■ 本文
####

Qtech Hide & View による特別な埋込み例

KITステガノグラフィ研究グループ


1.特別な埋込みとは

Qtech Hide & View による埋込処理では、入・出力ファイルとして pngbmp 形式を選択する場合 (すなわち、PBCS-Steganograpyでは)、与えられた Vessel 画像(秘密データを埋め込むための入れ物となる画像)に対して、あらかじめ幾種類かの可逆変換操作を行い、Vessel 画像を変化させ、その変化した画像に対して秘密データを埋込み、更にもう一度そのような変換操作を繰り返してステゴ画像を出力する、ということができます。

例えば、可逆変換の一例として、180度の回転操作(r)を考えてみます。 i を入力画像(Vessel画像)、s を埋込みデータ、 o を出力画像(ステゴ画像)、e を埋込み操作とします。このとき先ず i に対して r 操作を行って i' としますこの手順を i' = i/r のように表記します。この i' に対して埋込操作を行い、再び r 操作をしてステゴ画像を出力します。すなわち、出力は o = i'(s)/r = i/r/e/r となります。(下図参照)

####

[保存済みデータ項目]
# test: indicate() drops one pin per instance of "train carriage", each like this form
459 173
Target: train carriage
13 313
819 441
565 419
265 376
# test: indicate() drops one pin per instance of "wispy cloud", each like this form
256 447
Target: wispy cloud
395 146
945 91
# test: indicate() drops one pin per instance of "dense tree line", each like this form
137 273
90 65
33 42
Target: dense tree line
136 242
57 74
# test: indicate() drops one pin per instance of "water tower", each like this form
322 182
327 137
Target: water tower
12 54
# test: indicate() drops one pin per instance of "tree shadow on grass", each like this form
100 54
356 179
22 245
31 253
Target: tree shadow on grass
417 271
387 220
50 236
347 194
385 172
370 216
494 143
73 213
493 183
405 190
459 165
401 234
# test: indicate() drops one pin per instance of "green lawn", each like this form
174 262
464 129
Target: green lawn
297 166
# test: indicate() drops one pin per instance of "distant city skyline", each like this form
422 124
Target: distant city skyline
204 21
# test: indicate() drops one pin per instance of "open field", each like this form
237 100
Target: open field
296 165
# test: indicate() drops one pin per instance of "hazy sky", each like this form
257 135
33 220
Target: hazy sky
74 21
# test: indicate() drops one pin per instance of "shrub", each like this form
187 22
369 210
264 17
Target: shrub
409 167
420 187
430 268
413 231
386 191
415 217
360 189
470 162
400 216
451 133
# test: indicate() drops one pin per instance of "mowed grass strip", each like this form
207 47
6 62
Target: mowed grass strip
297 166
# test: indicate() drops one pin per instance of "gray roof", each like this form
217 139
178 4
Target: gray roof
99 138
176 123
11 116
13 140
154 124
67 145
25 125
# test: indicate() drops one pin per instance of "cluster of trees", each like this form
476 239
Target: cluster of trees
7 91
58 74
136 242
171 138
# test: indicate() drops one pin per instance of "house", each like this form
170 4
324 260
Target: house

####

本文のうち、「KITステガノグラフィ研究グループ」を含む箇所から「i'(s)/r = i/r/e/r となります。(下図参照)」までを、「ステゴ画像」を「埋込済み画像」に置き換えて書き直してください。 項目はこの演習では使う必要がありません。

KITステガノグラフィ研究グループ


1.特別な埋込みとは

Qtech Hide & View による埋込処理では、入・出力ファイルとして pngbmp 形式を選択する場合 (すなわち、PBCS-Steganograpyでは)、与えられた Vessel 画像(秘密データを埋め込むための入れ物となる画像)に対して、あらかじめ幾種類かの可逆変換操作を行い、Vessel 画像を変化させ、その変化した画像に対して秘密データを埋込み、更にもう一度そのような変換操作を繰り返して埋込済み画像を出力する、ということができます。

例えば、可逆変換の一例として、180度の回転操作(r)を考えてみます。 i を入力画像(Vessel画像)、s を埋込みデータ、 o を出力画像(埋込済み画像)、e を埋込み操作とします。このとき先ず i に対して r 操作を行って i' としますこの手順を i' = i/r のように表記します。この i' に対して埋込操作を行い、再び r 操作をして埋込済み画像を出力します。すなわち、出力は o = i'(s)/r = i/r/e/r となります。(下図参照)